Заметное, если не ведущее, место в творчестве М. Туганова занимает тема нартовского эпоса. Это касается как аналитических (исследовательских) работ, так и иллюстраций художника. Исследования М. Туганова в области нартовского эпоса рассматривались в трудах Ж. Дюмезиля, В.И. Абаева и других ученых-нартоведов (Абаев В.И., 1990 г., с.232 Дюмезиль Ж., 1977., сс.11, 21, 26). Ю.С. Гаглойти, например, называя Туганова одним из лучших знатоков нартовского эпоса, пишет по поводу его выводов об осетинской основе эпоса, следующее: “Наиболее серьезным аргументом, приводимым М.С. Тугановым в подтверждение своей точки зрения, было, на наш взгляд, указание на то, что сказания о нартах есть почти у всех горских народов и, особенно, у кабардинцев, однако “ни один из них не знает ни начала, ни конца нартов, не говорит, где и как родились нарты, кто жил до них и после них, тогда как у осетин излагается все от начала до конца”. Автор обращал также внимание на осетинский характер подавляющего большинства нартовских имен, “на близость обычаев нартов с древнеосетинскими… и на ряд других, менее показательных фактов” (Гаглойти Ю.С., 1977, с. 28.). Ж. Дюмезиль в книге “Сказания о нартах” подверг критике выводы М. Туганова, сделанные последним в статье 1925 года, однако, в конечном счете, французский ученый приходит в своих исследованиях к тем же выводам о “ядре” эпоса, что и Туганов (Ж. Дюмезиль,1977., с. 161., Туганов М.,1977, с. 128).

На интересную связь творчества Туганова и Дюмезиля указывает замечание В.И. Абаева в послесловии к книге Ж. Дюмезиля “Скифы и нарты”. “Начало его (Дюмезиля – Х.Ч.) интереса к осетинам восходит к 1926 году, когда в Ecole des Lengues Orientales он смотрел выставку книг и журналов на языках советских республик. Я напал, – пишет он, – на несколько страниц осетинских сказаний в русском переводе, я провел часть моего отпуска за чтением этих текстов, восхищенный их содержанием. Осетинский вошел в мои индоевропейские занятия. Чтение статьи Туганова “Кто такие нарты” убедило меня, что осетины сохранили в своих сказаниях память о социальной системе, близкой к древнеиндийской”. (Дюмезиль Ж., 1990, с. 225).
- - - - - - -
• **ЧТО СДЕЛАТЬ**
Обновите текст о нартовском эпосе, начиная с «На интересную связь» и заканчивая «1990, с. 225).», заменив «1926 году» на «1927 году». Строки ниже никак не связаны с текстом о нартовском эпосе.

• **Блок данных**
- - - - - - -
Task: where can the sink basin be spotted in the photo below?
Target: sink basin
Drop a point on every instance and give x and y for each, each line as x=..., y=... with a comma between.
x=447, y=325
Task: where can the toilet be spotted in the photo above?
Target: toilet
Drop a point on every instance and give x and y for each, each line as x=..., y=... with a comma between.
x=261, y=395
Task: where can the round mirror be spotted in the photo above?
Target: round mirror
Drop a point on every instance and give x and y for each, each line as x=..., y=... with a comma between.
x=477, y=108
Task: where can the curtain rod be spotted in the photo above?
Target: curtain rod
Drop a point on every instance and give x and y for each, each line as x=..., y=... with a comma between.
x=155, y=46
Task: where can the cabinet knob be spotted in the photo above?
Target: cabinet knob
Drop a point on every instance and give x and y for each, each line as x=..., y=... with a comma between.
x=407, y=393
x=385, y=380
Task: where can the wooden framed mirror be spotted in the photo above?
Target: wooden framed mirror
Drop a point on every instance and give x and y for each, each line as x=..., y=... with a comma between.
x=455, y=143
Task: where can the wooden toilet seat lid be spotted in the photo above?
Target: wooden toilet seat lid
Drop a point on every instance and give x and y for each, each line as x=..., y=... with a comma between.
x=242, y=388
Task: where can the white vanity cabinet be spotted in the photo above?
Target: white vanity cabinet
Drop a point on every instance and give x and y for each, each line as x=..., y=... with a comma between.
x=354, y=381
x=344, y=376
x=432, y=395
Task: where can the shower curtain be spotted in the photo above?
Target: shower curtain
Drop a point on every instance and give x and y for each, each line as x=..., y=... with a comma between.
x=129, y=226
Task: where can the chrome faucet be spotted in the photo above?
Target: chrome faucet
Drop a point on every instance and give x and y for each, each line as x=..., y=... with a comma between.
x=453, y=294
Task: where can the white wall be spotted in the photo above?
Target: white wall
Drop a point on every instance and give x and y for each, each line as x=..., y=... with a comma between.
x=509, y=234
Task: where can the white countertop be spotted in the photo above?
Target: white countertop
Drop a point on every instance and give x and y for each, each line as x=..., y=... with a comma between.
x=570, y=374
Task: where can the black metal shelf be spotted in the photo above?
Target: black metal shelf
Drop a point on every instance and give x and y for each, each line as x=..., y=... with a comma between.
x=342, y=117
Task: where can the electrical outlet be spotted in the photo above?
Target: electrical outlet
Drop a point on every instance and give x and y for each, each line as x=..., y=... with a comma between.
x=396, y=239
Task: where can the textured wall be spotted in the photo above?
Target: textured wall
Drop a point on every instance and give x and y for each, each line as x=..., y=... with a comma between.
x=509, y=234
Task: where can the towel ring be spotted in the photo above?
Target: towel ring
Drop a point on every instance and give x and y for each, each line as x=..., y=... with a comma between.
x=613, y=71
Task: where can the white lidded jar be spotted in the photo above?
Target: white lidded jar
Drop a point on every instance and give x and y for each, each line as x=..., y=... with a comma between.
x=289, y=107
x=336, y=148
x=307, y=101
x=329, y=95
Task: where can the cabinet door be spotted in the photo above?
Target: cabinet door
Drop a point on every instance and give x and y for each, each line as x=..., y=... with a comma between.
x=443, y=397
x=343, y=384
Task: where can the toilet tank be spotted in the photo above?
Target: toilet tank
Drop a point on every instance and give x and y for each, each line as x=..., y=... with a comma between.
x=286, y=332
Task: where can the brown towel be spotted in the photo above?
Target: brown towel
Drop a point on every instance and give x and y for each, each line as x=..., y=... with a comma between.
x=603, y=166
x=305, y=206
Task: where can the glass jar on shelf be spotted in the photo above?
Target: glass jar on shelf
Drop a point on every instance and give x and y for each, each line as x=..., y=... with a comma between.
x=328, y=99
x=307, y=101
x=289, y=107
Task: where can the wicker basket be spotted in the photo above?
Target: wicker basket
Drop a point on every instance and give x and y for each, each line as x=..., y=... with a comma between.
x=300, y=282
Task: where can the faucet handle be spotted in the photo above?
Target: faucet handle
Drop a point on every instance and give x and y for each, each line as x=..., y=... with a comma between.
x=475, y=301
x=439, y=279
- - - - - - -
• **ОТВЕТ**
На интересную связь творчества Туганова и Дюмезиля указывает замечание В.И. Абаева в послесловии к книге Ж. Дюмезиля “Скифы и нарты”. “Начало его (Дюмезиля – Х.Ч.) интереса к осетинам восходит к 1927 году, когда в Ecole des Lengues Orientales он смотрел выставку книг и журналов на языках советских республик. Я напал, – пишет он, – на несколько страниц осетинских сказаний в русском переводе, я провел часть моего отпуска за чтением этих текстов, восхищенный их содержанием. Осетинский вошел в мои индоевропейские занятия. Чтение статьи Туганова “Кто такие нарты” убедило меня, что осетины сохранили в своих сказаниях память о социальной системе, близкой к древнеиндийской”. (Дюмезиль Ж., 1990, с. 225).